PROBLEM TO WORK ON: Please select every line of the records below that contains the word "hair" and copy each one out in full.

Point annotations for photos

________________

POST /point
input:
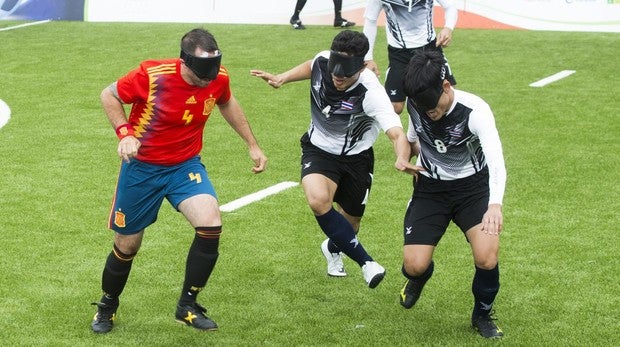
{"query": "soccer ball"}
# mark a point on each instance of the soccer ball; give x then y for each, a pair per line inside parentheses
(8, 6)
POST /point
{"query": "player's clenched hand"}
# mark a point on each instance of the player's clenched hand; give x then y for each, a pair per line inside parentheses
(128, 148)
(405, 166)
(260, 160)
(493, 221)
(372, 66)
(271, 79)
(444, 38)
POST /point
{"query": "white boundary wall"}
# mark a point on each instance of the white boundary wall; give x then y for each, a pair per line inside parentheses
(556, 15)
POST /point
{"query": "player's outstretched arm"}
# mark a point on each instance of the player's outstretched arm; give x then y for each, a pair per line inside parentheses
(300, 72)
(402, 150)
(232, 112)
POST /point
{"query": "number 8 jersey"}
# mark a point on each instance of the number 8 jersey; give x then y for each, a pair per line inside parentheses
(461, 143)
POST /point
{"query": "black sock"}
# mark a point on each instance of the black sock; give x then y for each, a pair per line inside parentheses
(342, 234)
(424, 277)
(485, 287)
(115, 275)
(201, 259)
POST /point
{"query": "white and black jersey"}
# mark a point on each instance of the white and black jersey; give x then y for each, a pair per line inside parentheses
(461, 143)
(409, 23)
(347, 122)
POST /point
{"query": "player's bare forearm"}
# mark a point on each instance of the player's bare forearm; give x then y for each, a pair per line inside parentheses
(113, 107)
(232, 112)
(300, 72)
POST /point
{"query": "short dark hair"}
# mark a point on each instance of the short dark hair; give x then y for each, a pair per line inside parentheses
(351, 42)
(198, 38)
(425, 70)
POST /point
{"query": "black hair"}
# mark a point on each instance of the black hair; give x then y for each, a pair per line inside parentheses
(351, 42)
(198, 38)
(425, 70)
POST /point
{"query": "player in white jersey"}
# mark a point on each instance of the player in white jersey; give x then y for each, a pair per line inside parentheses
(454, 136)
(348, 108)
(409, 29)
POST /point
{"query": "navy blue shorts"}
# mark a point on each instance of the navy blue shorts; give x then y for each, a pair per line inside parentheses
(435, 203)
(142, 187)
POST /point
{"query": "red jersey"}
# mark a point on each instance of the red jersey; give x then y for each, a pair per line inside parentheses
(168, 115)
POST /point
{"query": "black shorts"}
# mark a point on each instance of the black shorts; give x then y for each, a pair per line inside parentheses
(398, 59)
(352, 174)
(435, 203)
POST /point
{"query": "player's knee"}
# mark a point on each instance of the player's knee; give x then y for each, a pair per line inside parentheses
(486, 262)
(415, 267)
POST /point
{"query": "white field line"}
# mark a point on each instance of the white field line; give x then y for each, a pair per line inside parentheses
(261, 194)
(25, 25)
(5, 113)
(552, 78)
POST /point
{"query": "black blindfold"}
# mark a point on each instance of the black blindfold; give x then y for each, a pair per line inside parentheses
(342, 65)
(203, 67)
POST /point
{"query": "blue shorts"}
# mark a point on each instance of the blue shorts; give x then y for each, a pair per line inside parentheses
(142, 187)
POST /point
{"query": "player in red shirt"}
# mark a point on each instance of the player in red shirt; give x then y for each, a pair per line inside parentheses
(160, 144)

________________

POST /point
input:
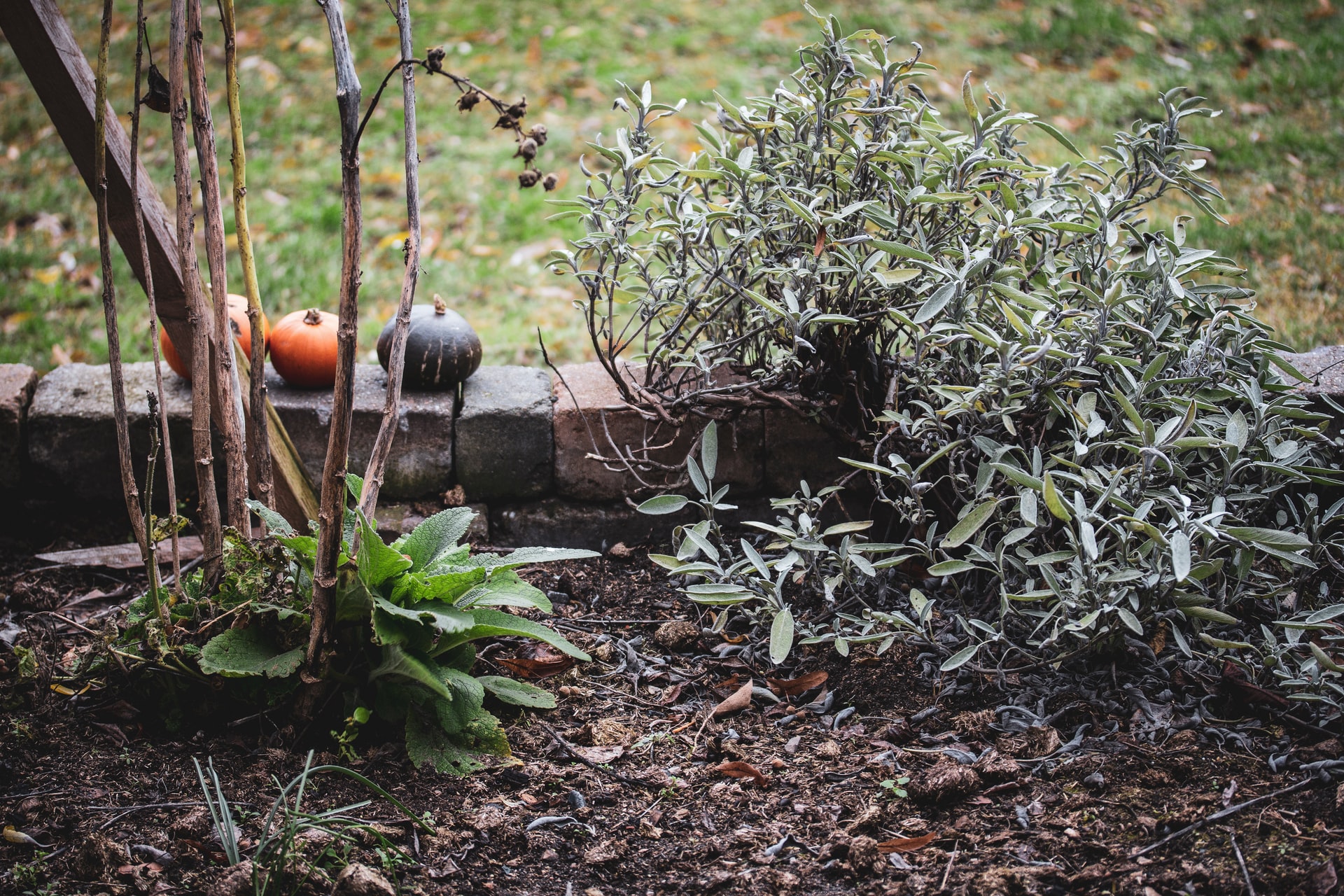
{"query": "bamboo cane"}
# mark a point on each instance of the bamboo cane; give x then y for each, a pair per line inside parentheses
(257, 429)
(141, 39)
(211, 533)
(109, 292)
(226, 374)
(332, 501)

________________

COMPLETE ANSWER:
{"query": "short dark hair"}
# mark a point on each instance of the short dark hair; give x then y for each, a pair per line inside parentheses
{"query": "black hair"}
# mark a point on each instance of the black hair; give x then y for each, a pair per line inside parentheses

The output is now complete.